== Data supplied

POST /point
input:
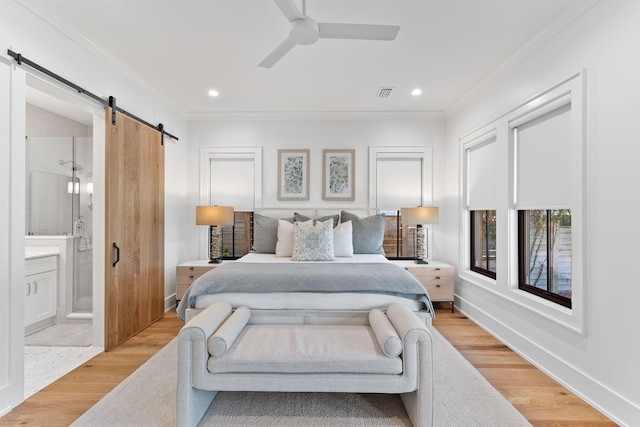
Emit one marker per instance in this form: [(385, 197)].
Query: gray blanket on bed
[(306, 277)]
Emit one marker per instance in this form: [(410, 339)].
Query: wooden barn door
[(134, 271)]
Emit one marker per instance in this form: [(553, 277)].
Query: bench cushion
[(305, 349)]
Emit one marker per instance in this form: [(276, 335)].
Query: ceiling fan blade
[(289, 9), (358, 31), (278, 53)]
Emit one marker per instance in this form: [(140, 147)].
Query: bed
[(335, 277)]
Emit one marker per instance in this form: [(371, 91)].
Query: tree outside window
[(544, 244)]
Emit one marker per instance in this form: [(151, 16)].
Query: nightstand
[(436, 277), (189, 271)]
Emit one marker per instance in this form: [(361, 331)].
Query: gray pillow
[(265, 233), (368, 233), (302, 218)]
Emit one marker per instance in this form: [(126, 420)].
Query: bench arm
[(404, 320), (417, 361), (192, 403)]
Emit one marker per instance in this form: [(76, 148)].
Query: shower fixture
[(74, 166)]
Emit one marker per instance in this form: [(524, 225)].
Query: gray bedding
[(384, 278)]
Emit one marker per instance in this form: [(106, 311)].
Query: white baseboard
[(608, 402)]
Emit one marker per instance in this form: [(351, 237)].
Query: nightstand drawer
[(188, 272), (436, 277), (439, 288), (428, 272)]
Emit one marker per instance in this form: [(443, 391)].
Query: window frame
[(472, 244), (523, 261), (506, 286)]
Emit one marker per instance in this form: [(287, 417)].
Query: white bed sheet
[(308, 300)]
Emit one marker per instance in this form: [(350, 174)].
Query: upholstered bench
[(225, 350)]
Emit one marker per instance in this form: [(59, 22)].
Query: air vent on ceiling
[(384, 92)]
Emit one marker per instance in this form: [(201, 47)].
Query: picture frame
[(338, 174), (293, 174)]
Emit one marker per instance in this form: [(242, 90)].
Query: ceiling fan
[(305, 30)]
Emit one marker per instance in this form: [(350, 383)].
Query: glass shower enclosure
[(59, 204)]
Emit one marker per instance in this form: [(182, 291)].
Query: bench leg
[(192, 405), (418, 405)]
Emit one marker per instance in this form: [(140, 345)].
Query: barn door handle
[(117, 254)]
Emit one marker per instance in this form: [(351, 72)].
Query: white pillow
[(343, 240)]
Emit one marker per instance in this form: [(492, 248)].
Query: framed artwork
[(293, 174), (338, 174)]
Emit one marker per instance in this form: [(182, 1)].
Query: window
[(481, 163), (483, 242), (544, 253)]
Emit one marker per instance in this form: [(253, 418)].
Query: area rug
[(62, 335), (148, 398)]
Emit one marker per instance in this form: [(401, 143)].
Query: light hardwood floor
[(539, 398)]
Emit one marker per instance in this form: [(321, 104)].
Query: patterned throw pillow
[(313, 242)]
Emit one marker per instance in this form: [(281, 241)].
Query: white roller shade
[(233, 182), (399, 182), (543, 160), (481, 175)]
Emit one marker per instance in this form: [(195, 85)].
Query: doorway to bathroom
[(59, 232)]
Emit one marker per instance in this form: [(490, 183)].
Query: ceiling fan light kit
[(305, 31)]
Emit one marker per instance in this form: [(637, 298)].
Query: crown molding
[(547, 33), (315, 115)]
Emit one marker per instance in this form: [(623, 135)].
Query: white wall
[(317, 133), (601, 366), (65, 53)]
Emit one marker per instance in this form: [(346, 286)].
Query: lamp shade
[(420, 215), (214, 215)]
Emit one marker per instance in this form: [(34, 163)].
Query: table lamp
[(215, 217), (418, 216)]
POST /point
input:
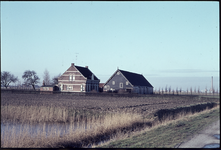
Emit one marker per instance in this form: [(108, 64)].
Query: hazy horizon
[(170, 43)]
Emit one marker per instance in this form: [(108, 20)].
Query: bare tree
[(177, 91), (195, 90), (46, 77), (7, 78), (55, 79), (166, 89), (30, 78), (191, 90), (169, 89)]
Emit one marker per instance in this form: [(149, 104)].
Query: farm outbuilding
[(78, 79), (128, 81), (48, 87)]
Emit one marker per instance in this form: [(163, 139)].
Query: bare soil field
[(141, 105), (101, 117)]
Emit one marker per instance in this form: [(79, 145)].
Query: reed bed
[(78, 135), (88, 120)]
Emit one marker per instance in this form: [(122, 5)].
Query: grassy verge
[(169, 134)]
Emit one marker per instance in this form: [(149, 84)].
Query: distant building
[(128, 81), (78, 79)]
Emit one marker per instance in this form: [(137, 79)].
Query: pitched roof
[(135, 79), (86, 72)]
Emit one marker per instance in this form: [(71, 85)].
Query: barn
[(50, 88), (78, 79), (128, 81)]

====

#### Required action
Each line from the first line of the entries through the line containing "Emit one marker per instance in this form: [(276, 335)]." should be duplicated word for word, and nothing more; the pictures stay out.

#### Reply
POST /point
input:
Emit one marker per instance in this form: [(385, 197)].
Query: gray blanket on bed
[(306, 277)]
Emit one marker per instance in this form: [(410, 339)].
Query: wooden barn door
[(134, 271)]
Emit one marker per instance in this form: [(553, 277)].
Query: bench cushion
[(305, 349)]
Emit one marker per instance in this form: [(276, 335)].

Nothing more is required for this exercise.